_GIVEN PROBLEM:_ Continue the article on heritage conservation in Saudi Arabia below from the point where it ends.
── PROVIDED PASSAGE
The need for heritage conservation in Saudi Arabia and beyond

Increasing people’s awareness of cultural and historic landmarks is an important step toward ensuring the long-term conservation of these sites, helping to drive the urgent need for their protection.

In recent years, AlUla and Saudi Arabia have emerged as hotbeds of cultural discovery and touristic exploration. With six UNESCO World Heritage Sites within its borders, the Kingdom is both a cultural custodian and a welcoming host.

It is a role the country takes seriously, particularly as visitors to AlUla alone are projected to reach more than 290,000 this year, with an estimated 2 million annually by 2035. Faced with a rising tide of culturally curious tourists, the need to preserve our history and conserve our landmarks is more pressing than ever.

As we mark International Day for Monuments and Sites on April 18, we recognize that there is much to gain if our conservation efforts are done right — and much to lose if not.

Cultural appreciation

Launched earlier this year, the Royal Commission For AlUla’s I Care campaign emphasizes long-term cultural conservation, not just to protect monuments, but also to boost economic growth and quality of life.

Aligned with Vision 2030, I Care fosters appreciation of AlUla’s ancient history and living heritage, nurturing within our community a responsibility to safeguard and celebrate our cultural assets.

Whether tangible or intangible, AlUla’s cultural ecosystem is at the heart of its appeal. Ongoing archaeological digs deepen its legacy as a crossroads for human history, while its social traditions and customs continue to intrigue a global audience.

From Jabal Ikmah’s inclusion on UNESCO’s Memory of the World register to the Rawi storytellers reviving traditional folklore and poetry, the world’s fascination with the culture and heritage of northwest Arabia shows no sign of slowing.

RCU’s appreciation of our history is echoed in the wider Saudi community’s connection to nationally significant cultural and heritage sites. Key symbols of identity and pride, the I Care campaign revealed people’s desire to preserve landmarks for future generations and the socioeconomic benefits they provide.

However, as visitor numbers increase, RCU, like all stewards of heritage destinations, finds itself balancing conservation with the risks of over-exposure. As such, we are committed to “light touch” tourism that caps visitor capacity at levels that, while substantial, remain manageable and sustainable.
────
── LISTED ENTRIES
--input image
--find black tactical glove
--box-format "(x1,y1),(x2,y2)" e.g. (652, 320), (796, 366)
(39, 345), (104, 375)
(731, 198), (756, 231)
────
_RESPONSE FOR THIS EXERCISE:_
We have seen in places such as Venice and Barcelona that an oversaturation of cultural sites risks eroding their assets. It increases the chances of damage or neglect — either malicious or accidental — diminishing their uniqueness. This is a path we are not prepared to take. 

Sharing legacy

In AlUla and KSA, we have an opportunity to build on our role as leaders in cultural and heritage conservation.

Before RCU’s work began, people were largely unaware of AlUla. Its stories and monuments were at risk of being forgotten. Today, a world without Hegra; without archeological discoveries from AlUla, Tayma, and Khaybar; and without the knowledge of the Dadanite, Lihyanite, and Nabataean peoples, seems unthinkable.

I Care is our call to action: to safeguard vital, yet fragile, symbols of human history and heritage the world over.

A project without a defined end, it encourages us to unlock culture’s vast potential, to safeguard heritage by encouraging people to engage with their past. It supports RCU’s role as a proud custodian of history and empowers the Kingdom’s stewardship of our evolving cultural legacy.

I Care shows that the cultural landscape of AlUla, Saudi Arabia, and beyond is a rich source of inspiration, unity, and knowledge. It is also a privilege we cannot afford to take for granted.

Dr. Abdulrahman Alsuhaibani is the executive director of archeology, conservation and collections at the Royal Commission for AlUla.